What needs to be done —
Repeat every one of the records below word for word, changing nothing.

# # # #

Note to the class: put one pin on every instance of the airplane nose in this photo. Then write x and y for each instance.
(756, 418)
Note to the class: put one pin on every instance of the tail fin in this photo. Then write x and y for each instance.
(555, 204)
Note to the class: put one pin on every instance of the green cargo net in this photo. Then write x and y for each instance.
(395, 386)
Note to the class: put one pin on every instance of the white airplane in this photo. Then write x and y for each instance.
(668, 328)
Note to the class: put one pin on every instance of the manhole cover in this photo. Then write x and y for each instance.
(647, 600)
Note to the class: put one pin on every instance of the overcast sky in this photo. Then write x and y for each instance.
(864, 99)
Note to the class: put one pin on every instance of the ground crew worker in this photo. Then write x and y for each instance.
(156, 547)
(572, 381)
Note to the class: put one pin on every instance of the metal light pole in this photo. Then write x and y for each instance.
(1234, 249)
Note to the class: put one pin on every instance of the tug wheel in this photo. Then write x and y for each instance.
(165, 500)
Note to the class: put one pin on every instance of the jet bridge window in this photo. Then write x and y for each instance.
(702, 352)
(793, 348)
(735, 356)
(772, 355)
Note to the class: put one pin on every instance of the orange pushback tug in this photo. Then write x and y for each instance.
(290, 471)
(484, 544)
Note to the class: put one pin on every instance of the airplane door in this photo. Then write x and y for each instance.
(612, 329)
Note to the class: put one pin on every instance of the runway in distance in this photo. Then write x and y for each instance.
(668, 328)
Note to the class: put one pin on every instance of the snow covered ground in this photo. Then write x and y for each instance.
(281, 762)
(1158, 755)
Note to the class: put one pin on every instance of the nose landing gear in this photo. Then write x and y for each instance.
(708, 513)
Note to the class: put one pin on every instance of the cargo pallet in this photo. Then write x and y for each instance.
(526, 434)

# # # #

Output of the exercise —
Note to the class: put one pin on every instance of the airplane nose in this photo. Then write x and y for each instance.
(756, 418)
Note to the class: put one pin on every instance of the tail fin in this photo. Then write x and y for each instance.
(555, 204)
Note to the class: put one pin on every instance of the green cargo net in this photo. Then write x and y for each instance.
(395, 386)
Note to the class: put one pin on every instance of the white airplane in this photo. Then write x and y for each instance.
(668, 328)
Note to the class: put one pin on every instance of the manhole cover in this photo. Then write x and y for each instance.
(647, 600)
Note to the class: put one pin on every instance of the overcast sky in this photo. Then write x and y for each instance.
(864, 99)
Note to the class: put one pin on every instance of the ground crew worker in this photo. Then write x and y for each instance.
(156, 547)
(572, 381)
Note to the class: put one pin on every instance of the metal light pole in this photo. Then write x and y for each instance.
(1234, 249)
Note to the class: put one pin on every instance of the tug wheel in this photo. Then write x and y for each instance.
(165, 500)
Note to the class: put one pin on every instance of the jet bridge window in this photo. Then write x and y for each instance.
(702, 352)
(793, 348)
(735, 356)
(772, 355)
Note to the class: put one pin on every instance of the orange pushback tug in this photo. Then write x and y for each instance.
(290, 471)
(484, 544)
Note to the class: put one pin on every instance of the airplane door in this photo. Then write x and y for each instance.
(612, 329)
Note to the class: put one pin on every instance of the runway in distance in this photo. Then write x and y for each instance.
(668, 328)
Note to the class: put one pin on every instance of the snow covered ground in this photo. Then write x and y for each instance.
(281, 762)
(1158, 755)
Note to the class: put one pin on every instance of the nose landing gear in this photo. Then write x and y for each instance.
(708, 513)
Note to the class: put one pin on every instance of the cargo pallet in this photo. Then write x and y for each instance.
(526, 434)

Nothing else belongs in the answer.